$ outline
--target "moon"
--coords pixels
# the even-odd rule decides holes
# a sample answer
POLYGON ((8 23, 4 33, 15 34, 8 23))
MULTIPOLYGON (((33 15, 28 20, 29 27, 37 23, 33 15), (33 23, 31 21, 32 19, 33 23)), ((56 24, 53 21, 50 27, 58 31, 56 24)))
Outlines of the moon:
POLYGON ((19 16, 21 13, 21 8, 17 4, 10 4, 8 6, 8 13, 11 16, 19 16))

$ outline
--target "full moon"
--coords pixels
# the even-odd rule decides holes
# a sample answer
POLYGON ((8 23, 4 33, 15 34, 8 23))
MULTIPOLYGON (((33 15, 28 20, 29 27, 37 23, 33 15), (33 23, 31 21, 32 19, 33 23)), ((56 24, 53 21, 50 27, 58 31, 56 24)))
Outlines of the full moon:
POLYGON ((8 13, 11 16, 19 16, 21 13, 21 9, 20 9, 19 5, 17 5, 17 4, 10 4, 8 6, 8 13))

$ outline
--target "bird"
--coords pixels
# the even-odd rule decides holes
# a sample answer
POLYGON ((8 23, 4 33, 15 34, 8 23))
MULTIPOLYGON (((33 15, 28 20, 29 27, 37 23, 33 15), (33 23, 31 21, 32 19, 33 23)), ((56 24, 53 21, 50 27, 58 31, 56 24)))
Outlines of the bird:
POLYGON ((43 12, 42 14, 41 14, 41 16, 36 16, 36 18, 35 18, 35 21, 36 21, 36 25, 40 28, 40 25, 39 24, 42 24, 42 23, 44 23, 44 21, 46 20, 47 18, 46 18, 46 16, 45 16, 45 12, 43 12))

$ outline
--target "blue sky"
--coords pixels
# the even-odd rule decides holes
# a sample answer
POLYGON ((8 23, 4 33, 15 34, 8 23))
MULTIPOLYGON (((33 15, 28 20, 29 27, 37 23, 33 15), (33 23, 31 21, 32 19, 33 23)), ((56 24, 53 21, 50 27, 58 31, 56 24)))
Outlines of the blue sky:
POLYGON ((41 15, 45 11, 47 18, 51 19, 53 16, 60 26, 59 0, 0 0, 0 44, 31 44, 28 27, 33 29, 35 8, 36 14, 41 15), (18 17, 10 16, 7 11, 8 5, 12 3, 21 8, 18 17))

+--

> **EXERCISE BRIEF**: Reproduce every line of the records above, substituting "nonzero winding" for each occurrence of "even-odd" and leaving everything else untouched.

> **ANSWER TO THIS PROBLEM**:
$ outline
--target "moon"
--coords pixels
# the nonzero winding rule decides holes
# a sample answer
POLYGON ((8 23, 4 33, 15 34, 8 23))
MULTIPOLYGON (((33 15, 28 20, 29 27, 37 23, 33 15), (33 23, 31 21, 32 19, 33 23)), ((56 24, 53 21, 50 27, 58 31, 56 24)))
Outlines of the moon:
POLYGON ((19 16, 21 13, 21 8, 17 4, 10 4, 8 6, 8 13, 11 16, 19 16))

$ outline
--target "full moon"
--coords pixels
# the nonzero winding rule decides holes
# a sample answer
POLYGON ((8 23, 4 33, 15 34, 8 23))
MULTIPOLYGON (((33 15, 28 20, 29 27, 37 23, 33 15), (33 23, 31 21, 32 19, 33 23)), ((56 24, 53 21, 50 27, 58 31, 56 24)))
Outlines of the full moon:
POLYGON ((8 13, 11 16, 19 16, 21 13, 21 9, 20 9, 19 5, 17 5, 17 4, 10 4, 8 6, 8 13))

$ outline
--target "bird"
--coords pixels
# the nonzero winding rule decides holes
# a sample answer
POLYGON ((8 23, 4 33, 15 34, 8 23))
MULTIPOLYGON (((33 15, 28 20, 29 27, 37 23, 33 15), (33 23, 31 21, 32 19, 33 23)), ((56 24, 53 21, 50 27, 58 31, 56 24)))
Outlines of the bird:
POLYGON ((43 12, 42 14, 41 14, 41 16, 36 16, 36 18, 35 18, 35 21, 36 21, 36 25, 40 28, 40 25, 39 24, 42 24, 42 23, 44 23, 44 21, 46 20, 47 18, 46 18, 46 16, 45 16, 45 12, 43 12))

$ outline
--target "blue sky"
--coords pixels
# the nonzero winding rule decides holes
# a sample answer
POLYGON ((8 23, 4 33, 15 34, 8 23))
MULTIPOLYGON (((33 15, 28 20, 29 27, 37 23, 33 15), (33 23, 31 21, 32 19, 33 23)), ((56 24, 53 21, 50 27, 58 31, 56 24)))
Outlines of the blue sky:
POLYGON ((41 15, 45 11, 47 18, 51 19, 53 16, 60 26, 59 0, 0 0, 0 44, 31 44, 28 27, 33 29, 35 8, 36 14, 41 15), (18 17, 10 16, 7 11, 8 5, 12 3, 21 8, 18 17))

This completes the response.